**EXERCISE PASSAGE:**
* * *

Genlisea tuberosa

Scientific classification
- Kingdom: Plantae
- Clade: Tracheophytes
- Clade: Angiosperms
- Clade: Eudicots
- Clade: Asterids
- Order: Lamiales
- Family: Lentibulariaceae
- Genus: Genlisea
- Subgenus: Genlisea subg. Genlisea
- Species: G. tuberosa
- Binomial name: Genlisea tuberosa Rivadavia, Gonella & A.Fleischm.

= Genlisea tuberosa =

- Genus: Genlisea
- Species: tuberosa
- Authority: Rivadavia, Gonella & A.Fleischm.

Species of carnivorous plant

Genlisea tuberosa is a carnivorous species in the genus Genlisea (family Lentibulariaceae) that is endemic to Brazil and found only in campos rupestres vegetation. Lacking any roots, it has unpigmented bundles of "rootlike" subterranean organs, technically leaves, which attract, trap, and digest protozoans. This species is unique in the genus in its formation of tubers. As of 2014, Genlisea tuberosa has the smallest known genome of any flowering plant, at 61 Mbp, or 61,000,000 base pairs.

* * *

Reproduce the Genlisea tuberosa passage word for word, starting at "Scientific classification" and ending at "tuberosa Rivadavia, Gonella & A.Fleischm.".

**DATA EXCERPTS:**
* * *

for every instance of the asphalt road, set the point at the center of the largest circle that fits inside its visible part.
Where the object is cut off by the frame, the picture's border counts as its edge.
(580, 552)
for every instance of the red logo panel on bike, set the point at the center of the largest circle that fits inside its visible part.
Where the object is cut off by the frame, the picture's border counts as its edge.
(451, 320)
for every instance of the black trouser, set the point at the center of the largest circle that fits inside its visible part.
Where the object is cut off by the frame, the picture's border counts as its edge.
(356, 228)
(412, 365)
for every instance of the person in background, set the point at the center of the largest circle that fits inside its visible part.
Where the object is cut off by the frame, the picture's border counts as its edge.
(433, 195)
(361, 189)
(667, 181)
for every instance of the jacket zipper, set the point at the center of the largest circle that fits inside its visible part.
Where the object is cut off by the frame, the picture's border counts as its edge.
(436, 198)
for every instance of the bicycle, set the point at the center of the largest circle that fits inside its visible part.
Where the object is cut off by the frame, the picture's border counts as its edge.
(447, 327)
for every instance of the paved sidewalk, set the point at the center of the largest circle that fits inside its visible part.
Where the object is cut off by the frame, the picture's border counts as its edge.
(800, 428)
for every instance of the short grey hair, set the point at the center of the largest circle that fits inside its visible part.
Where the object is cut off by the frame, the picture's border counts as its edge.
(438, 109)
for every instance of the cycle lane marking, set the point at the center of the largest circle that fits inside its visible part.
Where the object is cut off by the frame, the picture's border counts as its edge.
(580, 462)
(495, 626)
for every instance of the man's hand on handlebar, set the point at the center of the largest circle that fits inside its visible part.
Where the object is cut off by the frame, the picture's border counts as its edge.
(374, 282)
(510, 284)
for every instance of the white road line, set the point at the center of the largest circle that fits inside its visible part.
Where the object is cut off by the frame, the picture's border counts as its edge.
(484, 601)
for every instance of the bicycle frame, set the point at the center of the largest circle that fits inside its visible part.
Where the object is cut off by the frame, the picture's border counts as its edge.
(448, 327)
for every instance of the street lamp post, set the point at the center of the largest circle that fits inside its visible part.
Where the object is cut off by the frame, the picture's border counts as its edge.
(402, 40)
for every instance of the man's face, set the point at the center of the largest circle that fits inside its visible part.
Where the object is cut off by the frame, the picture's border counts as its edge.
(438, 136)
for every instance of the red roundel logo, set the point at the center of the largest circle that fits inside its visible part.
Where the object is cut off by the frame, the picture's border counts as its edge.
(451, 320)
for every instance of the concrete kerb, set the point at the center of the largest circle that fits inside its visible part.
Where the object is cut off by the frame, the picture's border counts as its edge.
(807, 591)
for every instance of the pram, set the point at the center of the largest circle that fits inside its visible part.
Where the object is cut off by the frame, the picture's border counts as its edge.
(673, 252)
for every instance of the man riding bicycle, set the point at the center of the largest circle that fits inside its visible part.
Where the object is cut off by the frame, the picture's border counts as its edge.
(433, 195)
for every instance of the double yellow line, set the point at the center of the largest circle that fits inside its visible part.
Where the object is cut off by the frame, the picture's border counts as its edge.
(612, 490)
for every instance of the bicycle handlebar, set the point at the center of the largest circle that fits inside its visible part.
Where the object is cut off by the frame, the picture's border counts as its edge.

* * *

**SOLUTION:**
Scientific classification
- Kingdom: Plantae
- Clade: Tracheophytes
- Clade: Angiosperms
- Clade: Eudicots
- Clade: Asterids
- Order: Lamiales
- Family: Lentibulariaceae
- Genus: Genlisea
- Subgenus: Genlisea subg. Genlisea
- Species: G. tuberosa
- Binomial name: Genlisea tuberosa Rivadavia, Gonella & A.Fleischm.